
      2. When I watched the Bush tape it looked like a braggadocious old man trying to impress the boy. Rather than judge him by that silly tape, why don’t news organizations interview people who worked with him and for him through the years? As a young man he worked next to construction men learning his father’s business from the ground up. I’d say he learned that business very well. Many black employees have stated there was never any sign of racism from any of the Trump family.

        What disappoints me by our “so-called” news organizations is their constant berating. I just finished a book by a then 19-year-old intern and her seduction by JFK and an 18-month affair. What was the age of consent in 1962? 21? Anyway, she was one of several. Yet media revere him. And Clinton with Monica, and they revere him also.

        So our President toots his own horn a lot. Find by me, I wouldn’t know about it otherwise.

  4. “a vile codfish soaked in lye that only a snow-crazed Norwegian can swallow with success”

    Says an Irishman whose sole nutrition apparently consists of bland potatoes and cabbage. You just missed the annual Norwegian Holiday Festival and Bazaar at the Sons of Norway Lodge in Fairfax, Virginia (http://www.norwaydc.org/) where we picked up a couple pounds of lutefisk for our traditional Christmas dinner. It always goes well with my wife’s kimchee. (We are a diverse family.)

    1. Pork, The Irish do have a poor food culture, but Norwegians are even worse.

  5. Sometimes a keen scientific intellect does not lend itself to a brilliant political career ( cough cough Ben Carson cough cough)

◆ Work to complete ◆
[1] From the reader comment thread, return the stretch from "Says an Irishman" through "a diverse family.)".
[2] According to the reader comment thread, where was the annual Norwegian Holiday Festival and Bazaar held?
[3] Extend the reader comment thread from its last comment.

◆ Source material ◆
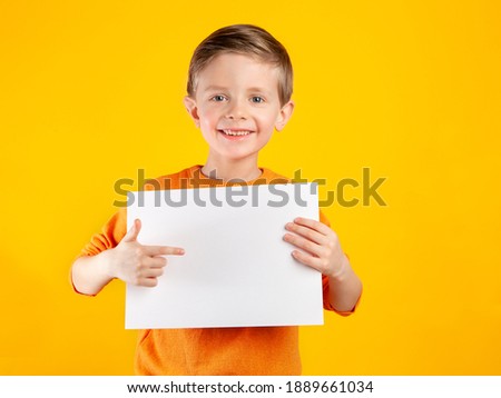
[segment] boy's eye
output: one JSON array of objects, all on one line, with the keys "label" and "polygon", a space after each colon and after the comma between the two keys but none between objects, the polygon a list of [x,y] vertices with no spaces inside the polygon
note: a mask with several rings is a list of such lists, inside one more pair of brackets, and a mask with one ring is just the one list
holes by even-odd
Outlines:
[{"label": "boy's eye", "polygon": [[213,101],[220,102],[225,100],[225,96],[214,96]]}]

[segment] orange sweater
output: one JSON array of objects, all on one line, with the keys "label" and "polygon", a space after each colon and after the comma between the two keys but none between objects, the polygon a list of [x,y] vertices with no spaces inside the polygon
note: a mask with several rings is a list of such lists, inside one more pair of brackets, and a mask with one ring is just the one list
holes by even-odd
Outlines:
[{"label": "orange sweater", "polygon": [[[216,187],[224,183],[205,177],[200,166],[164,176],[145,189]],[[283,183],[288,180],[263,169],[248,185]],[[321,213],[321,221],[328,221]],[[118,245],[127,231],[126,209],[120,209],[84,248],[82,256],[95,256]],[[328,279],[323,277],[324,308],[328,304]],[[338,312],[343,316],[351,312]],[[203,328],[140,330],[136,349],[138,375],[299,375],[298,328]]]}]

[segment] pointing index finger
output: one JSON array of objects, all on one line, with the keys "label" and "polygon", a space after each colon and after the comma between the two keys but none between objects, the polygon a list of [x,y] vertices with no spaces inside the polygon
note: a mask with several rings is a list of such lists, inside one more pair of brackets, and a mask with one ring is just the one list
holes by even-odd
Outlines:
[{"label": "pointing index finger", "polygon": [[183,256],[185,249],[170,246],[145,246],[149,256]]},{"label": "pointing index finger", "polygon": [[310,218],[304,218],[304,217],[296,217],[294,219],[294,222],[299,225],[299,226],[304,226],[307,228],[311,228],[320,233],[323,235],[330,235],[332,232],[331,228],[328,228],[325,223],[322,223],[320,221],[316,220],[312,220]]}]

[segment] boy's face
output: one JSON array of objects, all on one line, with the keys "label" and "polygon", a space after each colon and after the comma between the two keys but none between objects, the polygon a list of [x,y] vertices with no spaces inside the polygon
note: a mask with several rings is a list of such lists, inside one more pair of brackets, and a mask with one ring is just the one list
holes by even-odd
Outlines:
[{"label": "boy's face", "polygon": [[278,70],[243,54],[214,58],[196,79],[195,98],[185,106],[210,147],[222,160],[253,159],[291,118],[292,101],[281,106]]}]

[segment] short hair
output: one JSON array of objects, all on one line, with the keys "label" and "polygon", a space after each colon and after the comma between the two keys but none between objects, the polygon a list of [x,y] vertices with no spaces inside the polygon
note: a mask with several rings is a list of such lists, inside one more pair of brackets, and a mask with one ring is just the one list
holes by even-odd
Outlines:
[{"label": "short hair", "polygon": [[238,53],[257,58],[278,68],[281,105],[291,100],[293,68],[285,47],[263,28],[254,24],[233,24],[209,34],[195,49],[188,70],[188,96],[195,97],[198,73],[217,56]]}]

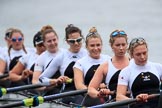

◆ Outputs by task ◆
[1]
Says an Irishman whose sole nutrition apparently consists of bland potatoes and cabbage. You just missed the annual Norwegian Holiday Festival and Bazaar at the Sons of Norway Lodge in Fairfax, Virginia (http://www.norwaydc.org/) where we picked up a couple pounds of lutefisk for our traditional Christmas dinner. It always goes well with my wife’s kimchee. (We are a diverse family.)

[2] At the Sons of Norway Lodge in Fairfax, Virginia.

[3]
  6. I enjoy reading a solution attached to a problem. Linda should have read everything about piketty instead of cherry picking her statement of no solution offered thus doubled the no solution charge but it’s hers to own now.
    This is not the level of intellect to just grab and play grab ass with half assed information. We could have got that from any Progressively Regresive Liberal syncophant.

    1. However I did offer the standard challenge so let’s see if Linda can ever rise to the level of unleavened bread. Personally I doubt it. But we shall see.

      Regressive has two S’s but then it depicts regression.

      1. For starters Agre is a non politician which scores big points. in several areas being originally once in the USA from Minnesota with the same Norwegian background and my antecedents were from Norway direct or though England.

        I point blank bluntly asked about political affiliation. None given but he stated he would run as Democrat or A Libertarian. The first in that part of Minnesota is a given if you want to win. However he rejected the far left and from then on spoke as either a libertarian or an objectivist. and always as independently.

        The rest of his life and background is more than remarkable.

        And he isn’t a politician.

    1. List them by name all nineteen. Then if you have bothered to back up your assertion with the basics i will go fact check them . Until then your bronx cheer post will remain as ….PCrap.

    2. 60- year- old Republican, Trent Franks. Due to his resignation, he’ll miss the planned, sex talk avoidance, tutorial featuring the topic- “Inappropriate Discussion Initiation by Congressman with Female Staff ” – “…having my baby, what a beautiful way of saying …”

  7. Aged gratutious peer cheerleading only gets better with time.
    One more Turley article supported by an earlier version.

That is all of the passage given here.